What you have to do — Reproduce all of the data that follows, character for character.

******************************

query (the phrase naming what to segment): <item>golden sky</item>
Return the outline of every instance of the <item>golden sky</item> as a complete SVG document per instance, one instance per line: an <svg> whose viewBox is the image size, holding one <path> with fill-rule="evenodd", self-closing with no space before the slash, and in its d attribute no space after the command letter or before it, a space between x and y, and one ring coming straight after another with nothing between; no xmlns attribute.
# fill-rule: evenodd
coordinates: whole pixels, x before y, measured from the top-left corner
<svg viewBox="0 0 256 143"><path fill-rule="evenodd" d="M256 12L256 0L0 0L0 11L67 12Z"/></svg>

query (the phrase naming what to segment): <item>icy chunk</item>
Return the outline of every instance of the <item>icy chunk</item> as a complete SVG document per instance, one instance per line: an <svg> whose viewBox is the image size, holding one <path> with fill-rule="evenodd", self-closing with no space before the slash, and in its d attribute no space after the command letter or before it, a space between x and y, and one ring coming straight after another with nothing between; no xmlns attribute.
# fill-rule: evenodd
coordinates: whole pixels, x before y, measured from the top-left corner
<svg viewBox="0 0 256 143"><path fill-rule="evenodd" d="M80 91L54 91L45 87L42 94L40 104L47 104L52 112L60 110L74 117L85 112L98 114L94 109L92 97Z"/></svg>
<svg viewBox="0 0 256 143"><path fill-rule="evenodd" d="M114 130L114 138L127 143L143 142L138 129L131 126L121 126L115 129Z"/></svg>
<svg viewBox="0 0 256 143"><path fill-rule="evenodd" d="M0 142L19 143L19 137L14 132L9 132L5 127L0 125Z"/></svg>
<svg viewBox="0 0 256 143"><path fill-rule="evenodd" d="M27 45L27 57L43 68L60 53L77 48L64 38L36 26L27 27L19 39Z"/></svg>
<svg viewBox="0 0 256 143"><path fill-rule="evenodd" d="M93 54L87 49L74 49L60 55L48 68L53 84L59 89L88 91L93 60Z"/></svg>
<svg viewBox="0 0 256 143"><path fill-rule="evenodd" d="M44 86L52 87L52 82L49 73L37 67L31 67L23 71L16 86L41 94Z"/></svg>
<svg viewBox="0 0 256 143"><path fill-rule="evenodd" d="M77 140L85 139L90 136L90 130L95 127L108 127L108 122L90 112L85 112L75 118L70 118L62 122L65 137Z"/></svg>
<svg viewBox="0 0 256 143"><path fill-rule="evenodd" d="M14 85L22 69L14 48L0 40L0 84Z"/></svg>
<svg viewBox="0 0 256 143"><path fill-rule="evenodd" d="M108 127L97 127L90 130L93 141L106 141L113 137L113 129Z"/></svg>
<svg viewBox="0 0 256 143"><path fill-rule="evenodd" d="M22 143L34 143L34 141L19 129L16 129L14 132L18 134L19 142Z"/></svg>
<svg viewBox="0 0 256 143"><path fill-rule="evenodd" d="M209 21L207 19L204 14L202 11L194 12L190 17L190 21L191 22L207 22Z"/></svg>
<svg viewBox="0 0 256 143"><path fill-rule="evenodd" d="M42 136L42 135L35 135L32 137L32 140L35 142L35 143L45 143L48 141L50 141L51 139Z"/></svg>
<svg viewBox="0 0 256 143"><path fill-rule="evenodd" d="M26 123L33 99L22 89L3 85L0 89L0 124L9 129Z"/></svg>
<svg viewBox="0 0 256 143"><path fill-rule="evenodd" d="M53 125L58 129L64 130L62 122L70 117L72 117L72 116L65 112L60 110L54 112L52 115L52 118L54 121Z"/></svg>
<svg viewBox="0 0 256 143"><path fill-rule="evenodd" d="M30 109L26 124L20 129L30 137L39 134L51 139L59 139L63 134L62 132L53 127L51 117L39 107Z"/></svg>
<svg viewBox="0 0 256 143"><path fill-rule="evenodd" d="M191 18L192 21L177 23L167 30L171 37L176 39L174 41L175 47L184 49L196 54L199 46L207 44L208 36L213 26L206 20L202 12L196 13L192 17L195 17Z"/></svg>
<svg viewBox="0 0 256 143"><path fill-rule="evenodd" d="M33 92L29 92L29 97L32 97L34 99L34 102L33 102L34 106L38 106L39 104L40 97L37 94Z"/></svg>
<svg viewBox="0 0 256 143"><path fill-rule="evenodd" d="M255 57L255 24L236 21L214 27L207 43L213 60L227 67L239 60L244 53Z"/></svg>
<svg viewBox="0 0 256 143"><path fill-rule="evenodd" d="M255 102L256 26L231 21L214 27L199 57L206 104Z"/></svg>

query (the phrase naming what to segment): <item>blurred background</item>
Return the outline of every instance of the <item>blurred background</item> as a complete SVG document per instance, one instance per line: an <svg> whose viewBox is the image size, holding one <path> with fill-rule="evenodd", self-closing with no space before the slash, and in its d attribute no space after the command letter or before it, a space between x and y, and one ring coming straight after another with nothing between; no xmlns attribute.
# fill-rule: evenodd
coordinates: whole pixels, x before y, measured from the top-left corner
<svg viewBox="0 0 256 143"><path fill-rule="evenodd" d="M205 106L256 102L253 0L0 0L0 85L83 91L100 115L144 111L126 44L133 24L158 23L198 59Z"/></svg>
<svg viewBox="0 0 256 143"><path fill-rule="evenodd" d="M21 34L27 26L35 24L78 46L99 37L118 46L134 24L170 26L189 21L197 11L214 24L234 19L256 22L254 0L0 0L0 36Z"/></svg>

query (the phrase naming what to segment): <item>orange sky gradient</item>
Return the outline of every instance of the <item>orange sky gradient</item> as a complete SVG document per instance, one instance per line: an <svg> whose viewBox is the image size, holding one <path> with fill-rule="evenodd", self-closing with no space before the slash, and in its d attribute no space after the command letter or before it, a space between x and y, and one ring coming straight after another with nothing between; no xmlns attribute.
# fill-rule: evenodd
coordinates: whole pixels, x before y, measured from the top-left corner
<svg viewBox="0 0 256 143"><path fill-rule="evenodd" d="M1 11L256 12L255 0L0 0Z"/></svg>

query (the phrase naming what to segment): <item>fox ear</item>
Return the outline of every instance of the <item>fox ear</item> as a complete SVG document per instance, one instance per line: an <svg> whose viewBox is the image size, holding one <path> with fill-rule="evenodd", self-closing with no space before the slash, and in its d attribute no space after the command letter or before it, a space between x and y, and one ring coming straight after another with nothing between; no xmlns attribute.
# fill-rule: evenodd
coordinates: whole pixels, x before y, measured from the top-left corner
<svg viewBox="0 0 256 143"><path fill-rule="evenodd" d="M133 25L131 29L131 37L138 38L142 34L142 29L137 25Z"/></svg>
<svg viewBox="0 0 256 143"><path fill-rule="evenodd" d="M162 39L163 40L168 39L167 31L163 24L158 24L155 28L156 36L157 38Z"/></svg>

******************************

Response for this exercise —
query (the phrase naming what to segment): <item>golden sky</item>
Return the outline of every instance of the <item>golden sky</item> as a complete SVG document per instance, one instance per line: an <svg> whose viewBox is the image size, holding one <path> with fill-rule="evenodd", self-closing with no space before the slash, and in its d attribute no space after the command letter or before it, a space between x and y, and one ring coming straight after another with nothing between; no xmlns attribute.
# fill-rule: evenodd
coordinates: whole pixels, x before y, measured from the top-left corner
<svg viewBox="0 0 256 143"><path fill-rule="evenodd" d="M256 12L256 0L0 0L0 11L67 12Z"/></svg>

query (the phrase naming what to segment): <item>icy chunk</item>
Return the outline of every instance of the <item>icy chunk</item> as a complete SVG document per instance, one instance per line: an <svg> whose viewBox is the image size, holding one <path> with fill-rule="evenodd", self-closing with no space before the slash, and in its d attribute no space after the command letter or before it, a space between x and y, and one ring coming straight after another with nothing between; no xmlns attribute.
# fill-rule: evenodd
coordinates: whole pixels, x before y, measured from the top-left corner
<svg viewBox="0 0 256 143"><path fill-rule="evenodd" d="M80 91L54 91L45 87L42 94L40 104L47 104L52 112L60 110L74 117L85 112L98 114L94 109L92 97Z"/></svg>
<svg viewBox="0 0 256 143"><path fill-rule="evenodd" d="M114 130L114 138L127 143L143 142L138 129L131 126L121 126L115 129Z"/></svg>
<svg viewBox="0 0 256 143"><path fill-rule="evenodd" d="M0 142L19 143L19 137L14 132L9 132L5 127L0 125Z"/></svg>
<svg viewBox="0 0 256 143"><path fill-rule="evenodd" d="M27 45L27 57L43 68L60 53L77 48L64 38L36 26L27 27L19 39Z"/></svg>
<svg viewBox="0 0 256 143"><path fill-rule="evenodd" d="M93 54L87 49L74 49L60 55L48 68L53 84L59 89L88 91L93 60Z"/></svg>
<svg viewBox="0 0 256 143"><path fill-rule="evenodd" d="M44 86L52 87L52 82L49 73L37 67L31 67L23 71L16 86L41 94Z"/></svg>
<svg viewBox="0 0 256 143"><path fill-rule="evenodd" d="M77 140L85 139L90 136L90 130L95 127L108 127L108 122L90 112L85 112L75 118L70 118L62 122L65 137Z"/></svg>
<svg viewBox="0 0 256 143"><path fill-rule="evenodd" d="M14 85L22 69L14 48L0 40L0 84Z"/></svg>
<svg viewBox="0 0 256 143"><path fill-rule="evenodd" d="M108 127L97 127L90 130L93 141L106 141L113 137L113 129Z"/></svg>
<svg viewBox="0 0 256 143"><path fill-rule="evenodd" d="M22 143L34 143L34 141L19 129L16 129L14 132L18 134L19 142Z"/></svg>
<svg viewBox="0 0 256 143"><path fill-rule="evenodd" d="M209 21L207 19L204 14L202 11L194 12L190 17L190 21L191 22L207 22Z"/></svg>
<svg viewBox="0 0 256 143"><path fill-rule="evenodd" d="M42 136L42 135L35 135L32 137L32 140L35 142L35 143L45 143L48 141L50 141L51 139Z"/></svg>
<svg viewBox="0 0 256 143"><path fill-rule="evenodd" d="M26 123L33 99L22 89L3 85L0 89L0 124L9 129Z"/></svg>
<svg viewBox="0 0 256 143"><path fill-rule="evenodd" d="M53 125L58 129L64 130L62 122L70 117L72 117L72 116L65 112L60 110L54 112L52 115L52 118L54 121Z"/></svg>
<svg viewBox="0 0 256 143"><path fill-rule="evenodd" d="M30 109L26 124L20 129L30 137L39 134L51 139L59 139L63 134L62 132L53 127L51 117L39 107Z"/></svg>
<svg viewBox="0 0 256 143"><path fill-rule="evenodd" d="M191 18L192 21L177 23L167 30L171 37L176 39L174 41L175 47L184 49L196 54L199 46L207 44L208 36L213 26L206 20L202 12L196 13L192 17L195 17Z"/></svg>
<svg viewBox="0 0 256 143"><path fill-rule="evenodd" d="M33 92L29 92L29 97L32 97L34 99L34 102L33 102L34 106L38 106L39 104L40 97L37 94Z"/></svg>
<svg viewBox="0 0 256 143"><path fill-rule="evenodd" d="M255 57L255 24L236 21L214 27L207 43L213 60L227 67L239 60L244 53Z"/></svg>
<svg viewBox="0 0 256 143"><path fill-rule="evenodd" d="M255 102L256 26L231 21L214 27L199 57L206 104Z"/></svg>

query (the phrase naming what to segment): <item>blurred background</item>
Return the outline of every instance of the <item>blurred background</item> as a complete SVG document per instance, one instance per line: an <svg> whose viewBox is the image size, holding one <path> with fill-rule="evenodd", self-closing with no space before the slash, and in its d attribute no space after the command letter or before it, a space between x and y, and one ring coming straight after another with nothing between; no xmlns attribute.
# fill-rule: evenodd
coordinates: whole pixels, x before y, measured from the top-left corner
<svg viewBox="0 0 256 143"><path fill-rule="evenodd" d="M205 106L256 102L253 0L0 0L0 85L83 91L100 115L144 111L126 44L133 24L158 23L198 59Z"/></svg>
<svg viewBox="0 0 256 143"><path fill-rule="evenodd" d="M21 34L27 26L35 24L78 46L99 37L118 46L134 24L170 26L189 21L197 11L214 24L234 19L256 22L254 0L0 0L0 36Z"/></svg>

query (the phrase naming what to segment): <item>orange sky gradient</item>
Return the outline of every instance of the <item>orange sky gradient</item> as a complete SVG document per instance, one instance per line: an <svg> whose viewBox is the image size, holding one <path> with fill-rule="evenodd", self-closing with no space before the slash, and in its d attribute no space after the command letter or before it, a space between x and y, and one ring coming straight after another with nothing between; no xmlns attribute.
# fill-rule: evenodd
coordinates: whole pixels, x before y, measured from the top-left corner
<svg viewBox="0 0 256 143"><path fill-rule="evenodd" d="M1 11L256 12L255 0L0 0Z"/></svg>

query (the phrase naming what to segment): <item>fox ear</item>
Return the outline of every instance of the <item>fox ear</item> as a complete SVG document per instance, one instance per line: an <svg> whose viewBox is the image size, holding one <path> with fill-rule="evenodd", self-closing with no space before the slash, and in its d attribute no space after the command letter or before it, a space between x and y, and one ring coming straight after another with nothing between; no xmlns attribute.
# fill-rule: evenodd
coordinates: whole pixels, x before y, measured from the top-left corner
<svg viewBox="0 0 256 143"><path fill-rule="evenodd" d="M133 25L131 29L131 37L138 38L142 34L142 29L137 25Z"/></svg>
<svg viewBox="0 0 256 143"><path fill-rule="evenodd" d="M162 39L163 40L168 39L167 31L163 24L158 24L155 28L156 36L157 38Z"/></svg>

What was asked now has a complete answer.